* _DIRECTIONS_
**A.** Render the sentence "Epoxides, activated by their ring strain, convert well to 1,2-fluoroalcohols." from the triethylamine trihydrofluoride text in Spanish.
**B.** Reproduce the portion of the triethylamine trihydrofluoride text between "- Ethanamine, N,N-diethyl-, trihydrofluoride" and "20 hPa -lit.", inclusive.
**C.** At what pressure does the triethylamine trihydrofluoride text list the initial boiling point of 70 °C?

* _TEXT FOR ANALYSIS_
Triethylamine trihydrofluoride
- Fluorination Reagents
- Ethanamine, N,N-diethyl-, hydrofluoride (1:3)
- Ethanamine, N,N-diethyl-, trihydrofluoride
- Triethylamine tri(hydrogen fluoride)
- Triethylamine tris(hydrogen fluoride)
Physical And Chemical Properties:
Concentration: 97.5% -102.5%
Appearance: Liquid form
Initial boiling point and boiling range: 70 °C at 20 hPa -lit.
Relative density: 0,989 g/cm3 at 25 °C
About Triethylamine HF:
Some of the problems with HF can be minimized by combination with an amine, thereby making the reagent much less volatile and safe to use in ordinary lab glassware. Such reagents are suitable for desilylation and displacement of alkyl and aryl halides. The electron density of the fluoride anion is somewhat reduced compared to HF itself. These reagents are more effective when less electrophilic substrates are activated for nucleophilic attack. Epoxides, activated by their ring strain, convert well to 1,2-fluoroalcohols. Olefins, activated with an oxidant like NBS, convert to 1,2-fluorobromides.1 Either of these products can be converted to fluoro-olefins, which can be subsequently converted to difluorides. The same combination of reagents can convert thio ketals to geminal difluorides. Alcohols and phenols, through their intermediate xanthates, are converted to trifluoromethyl ethers.2
An important organic intermediate, Triethylamine Trihydrofluoride is used in the agrochemical, pharmaceutical and dyestuff fields, amongst others.
Product categories for this product would include Fluorinating Reagents & Building Blocks for Fluorinated Biochemical Compounds, Halogenation, Fluorination, Nucleophilic Fluorinating Reagents, and Raw Materials.
1 Markovnikov addition of fluoride.
2 Org. Process Res. Dev., 2008, 12, 308 and references therein.

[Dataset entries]
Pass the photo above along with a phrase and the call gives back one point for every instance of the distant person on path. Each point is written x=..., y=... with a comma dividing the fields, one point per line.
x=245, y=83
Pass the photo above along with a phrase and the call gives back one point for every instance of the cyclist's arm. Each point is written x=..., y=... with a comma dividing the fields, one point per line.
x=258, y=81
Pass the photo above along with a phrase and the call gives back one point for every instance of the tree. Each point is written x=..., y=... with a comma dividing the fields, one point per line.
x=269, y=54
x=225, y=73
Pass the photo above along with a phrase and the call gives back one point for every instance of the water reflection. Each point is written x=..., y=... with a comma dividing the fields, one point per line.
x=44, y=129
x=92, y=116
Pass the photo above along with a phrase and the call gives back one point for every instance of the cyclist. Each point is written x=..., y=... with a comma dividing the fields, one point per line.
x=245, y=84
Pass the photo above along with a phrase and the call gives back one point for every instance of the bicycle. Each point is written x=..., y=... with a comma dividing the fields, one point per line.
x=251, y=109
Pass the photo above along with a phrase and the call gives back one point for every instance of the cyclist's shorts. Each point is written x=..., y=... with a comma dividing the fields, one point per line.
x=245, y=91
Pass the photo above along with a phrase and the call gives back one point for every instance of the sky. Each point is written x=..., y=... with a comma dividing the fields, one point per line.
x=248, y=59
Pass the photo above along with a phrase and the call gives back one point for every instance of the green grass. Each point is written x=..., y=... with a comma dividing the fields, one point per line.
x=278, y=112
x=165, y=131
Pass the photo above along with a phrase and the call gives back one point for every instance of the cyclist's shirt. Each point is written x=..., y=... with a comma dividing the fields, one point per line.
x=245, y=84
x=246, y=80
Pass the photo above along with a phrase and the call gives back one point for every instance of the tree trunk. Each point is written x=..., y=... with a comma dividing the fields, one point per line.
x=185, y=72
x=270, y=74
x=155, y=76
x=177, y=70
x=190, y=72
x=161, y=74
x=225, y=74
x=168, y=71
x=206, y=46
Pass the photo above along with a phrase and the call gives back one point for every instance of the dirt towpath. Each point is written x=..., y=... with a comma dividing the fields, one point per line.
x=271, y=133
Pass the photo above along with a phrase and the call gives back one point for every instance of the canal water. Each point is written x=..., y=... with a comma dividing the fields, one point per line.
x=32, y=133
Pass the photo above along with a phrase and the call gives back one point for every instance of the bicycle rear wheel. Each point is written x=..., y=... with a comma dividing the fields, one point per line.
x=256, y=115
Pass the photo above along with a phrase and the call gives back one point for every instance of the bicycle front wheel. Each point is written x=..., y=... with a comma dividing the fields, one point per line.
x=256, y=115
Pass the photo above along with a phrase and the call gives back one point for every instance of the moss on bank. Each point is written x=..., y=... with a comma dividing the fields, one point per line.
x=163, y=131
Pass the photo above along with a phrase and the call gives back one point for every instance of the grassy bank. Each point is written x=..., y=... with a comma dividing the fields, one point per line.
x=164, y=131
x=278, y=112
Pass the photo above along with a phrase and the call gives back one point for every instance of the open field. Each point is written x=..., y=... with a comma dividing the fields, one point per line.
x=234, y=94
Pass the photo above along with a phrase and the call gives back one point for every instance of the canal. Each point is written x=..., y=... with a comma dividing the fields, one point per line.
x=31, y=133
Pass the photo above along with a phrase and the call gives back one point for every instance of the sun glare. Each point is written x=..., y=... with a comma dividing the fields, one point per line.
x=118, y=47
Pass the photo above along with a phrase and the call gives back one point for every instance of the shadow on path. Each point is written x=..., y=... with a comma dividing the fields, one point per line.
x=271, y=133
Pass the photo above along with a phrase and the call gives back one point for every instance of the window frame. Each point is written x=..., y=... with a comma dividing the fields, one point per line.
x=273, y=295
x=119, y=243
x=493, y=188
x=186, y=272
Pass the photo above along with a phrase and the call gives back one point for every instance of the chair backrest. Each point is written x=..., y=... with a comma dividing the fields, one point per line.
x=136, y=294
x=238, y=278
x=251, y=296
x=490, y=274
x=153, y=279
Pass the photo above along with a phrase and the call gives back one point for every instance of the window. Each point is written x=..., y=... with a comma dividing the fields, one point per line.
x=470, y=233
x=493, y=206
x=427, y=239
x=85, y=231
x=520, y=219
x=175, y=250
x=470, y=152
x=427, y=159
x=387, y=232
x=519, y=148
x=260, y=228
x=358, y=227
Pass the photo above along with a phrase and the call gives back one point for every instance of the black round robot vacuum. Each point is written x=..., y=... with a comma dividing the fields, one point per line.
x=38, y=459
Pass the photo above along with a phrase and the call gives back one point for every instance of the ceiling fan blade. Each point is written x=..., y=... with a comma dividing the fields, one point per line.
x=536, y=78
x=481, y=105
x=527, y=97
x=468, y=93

---

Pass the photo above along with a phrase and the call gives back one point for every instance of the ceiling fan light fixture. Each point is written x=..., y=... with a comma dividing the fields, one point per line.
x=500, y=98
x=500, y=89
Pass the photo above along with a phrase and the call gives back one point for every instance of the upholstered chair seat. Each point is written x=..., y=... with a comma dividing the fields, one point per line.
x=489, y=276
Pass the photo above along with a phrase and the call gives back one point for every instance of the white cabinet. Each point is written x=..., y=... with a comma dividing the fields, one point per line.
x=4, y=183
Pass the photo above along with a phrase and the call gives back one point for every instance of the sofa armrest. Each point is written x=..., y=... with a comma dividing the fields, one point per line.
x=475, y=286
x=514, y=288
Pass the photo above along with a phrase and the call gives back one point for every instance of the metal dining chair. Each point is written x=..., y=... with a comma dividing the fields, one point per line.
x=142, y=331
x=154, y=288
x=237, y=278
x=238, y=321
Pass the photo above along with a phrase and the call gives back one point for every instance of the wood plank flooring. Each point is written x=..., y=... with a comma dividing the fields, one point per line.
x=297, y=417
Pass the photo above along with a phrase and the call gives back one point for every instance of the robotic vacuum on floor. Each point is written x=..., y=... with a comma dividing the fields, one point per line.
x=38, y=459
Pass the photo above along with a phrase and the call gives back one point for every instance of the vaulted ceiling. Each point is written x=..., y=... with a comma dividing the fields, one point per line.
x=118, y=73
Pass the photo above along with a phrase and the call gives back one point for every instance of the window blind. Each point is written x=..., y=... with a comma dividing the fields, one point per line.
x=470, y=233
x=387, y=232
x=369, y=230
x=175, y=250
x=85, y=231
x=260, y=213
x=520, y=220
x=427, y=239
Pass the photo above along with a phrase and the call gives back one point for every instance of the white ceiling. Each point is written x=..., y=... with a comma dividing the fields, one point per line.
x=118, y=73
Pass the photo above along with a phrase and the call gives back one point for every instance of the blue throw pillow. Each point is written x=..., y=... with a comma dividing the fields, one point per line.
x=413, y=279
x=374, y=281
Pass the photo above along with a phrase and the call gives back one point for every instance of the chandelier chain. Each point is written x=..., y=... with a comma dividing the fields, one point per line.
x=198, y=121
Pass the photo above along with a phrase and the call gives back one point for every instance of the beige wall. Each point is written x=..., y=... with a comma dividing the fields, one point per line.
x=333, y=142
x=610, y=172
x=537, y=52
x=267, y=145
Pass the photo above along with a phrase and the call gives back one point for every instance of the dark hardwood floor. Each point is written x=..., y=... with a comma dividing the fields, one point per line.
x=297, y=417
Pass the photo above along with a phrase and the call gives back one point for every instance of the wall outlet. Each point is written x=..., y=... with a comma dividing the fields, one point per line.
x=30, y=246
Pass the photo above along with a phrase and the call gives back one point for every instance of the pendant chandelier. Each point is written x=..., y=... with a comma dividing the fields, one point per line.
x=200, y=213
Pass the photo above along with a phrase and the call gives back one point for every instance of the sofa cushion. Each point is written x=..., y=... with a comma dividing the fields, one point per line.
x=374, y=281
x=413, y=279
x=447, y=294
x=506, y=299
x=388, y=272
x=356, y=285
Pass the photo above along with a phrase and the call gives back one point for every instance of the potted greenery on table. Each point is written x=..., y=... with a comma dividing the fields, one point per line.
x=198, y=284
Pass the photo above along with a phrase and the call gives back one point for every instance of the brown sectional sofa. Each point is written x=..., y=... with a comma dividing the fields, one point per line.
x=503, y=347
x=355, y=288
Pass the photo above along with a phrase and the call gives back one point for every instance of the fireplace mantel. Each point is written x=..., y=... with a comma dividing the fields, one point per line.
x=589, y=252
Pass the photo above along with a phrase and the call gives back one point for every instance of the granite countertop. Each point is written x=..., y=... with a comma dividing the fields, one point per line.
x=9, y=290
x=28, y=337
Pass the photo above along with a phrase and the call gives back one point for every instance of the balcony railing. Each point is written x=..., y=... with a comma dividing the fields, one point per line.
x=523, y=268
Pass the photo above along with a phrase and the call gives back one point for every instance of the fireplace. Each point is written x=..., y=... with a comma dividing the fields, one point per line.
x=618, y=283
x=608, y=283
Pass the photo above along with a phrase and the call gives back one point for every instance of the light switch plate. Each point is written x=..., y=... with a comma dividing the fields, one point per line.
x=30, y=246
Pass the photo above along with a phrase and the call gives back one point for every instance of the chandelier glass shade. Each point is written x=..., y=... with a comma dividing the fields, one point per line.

* _YOUR WRITTEN ANSWERS_
**A.** Los epóxidos, activados por la tensión de su anillo, se convierten bien en 1,2-fluoroalcoholes.

**B.**
- Ethanamine, N,N-diethyl-, trihydrofluoride
- Triethylamine tri(hydrogen fluoride)
- Triethylamine tris(hydrogen fluoride)
Physical And Chemical Properties:
Concentration: 97.5% -102.5%
Appearance: Liquid form
Initial boiling point and boiling range: 70 °C at 20 hPa -lit.

**C.** 20 hPa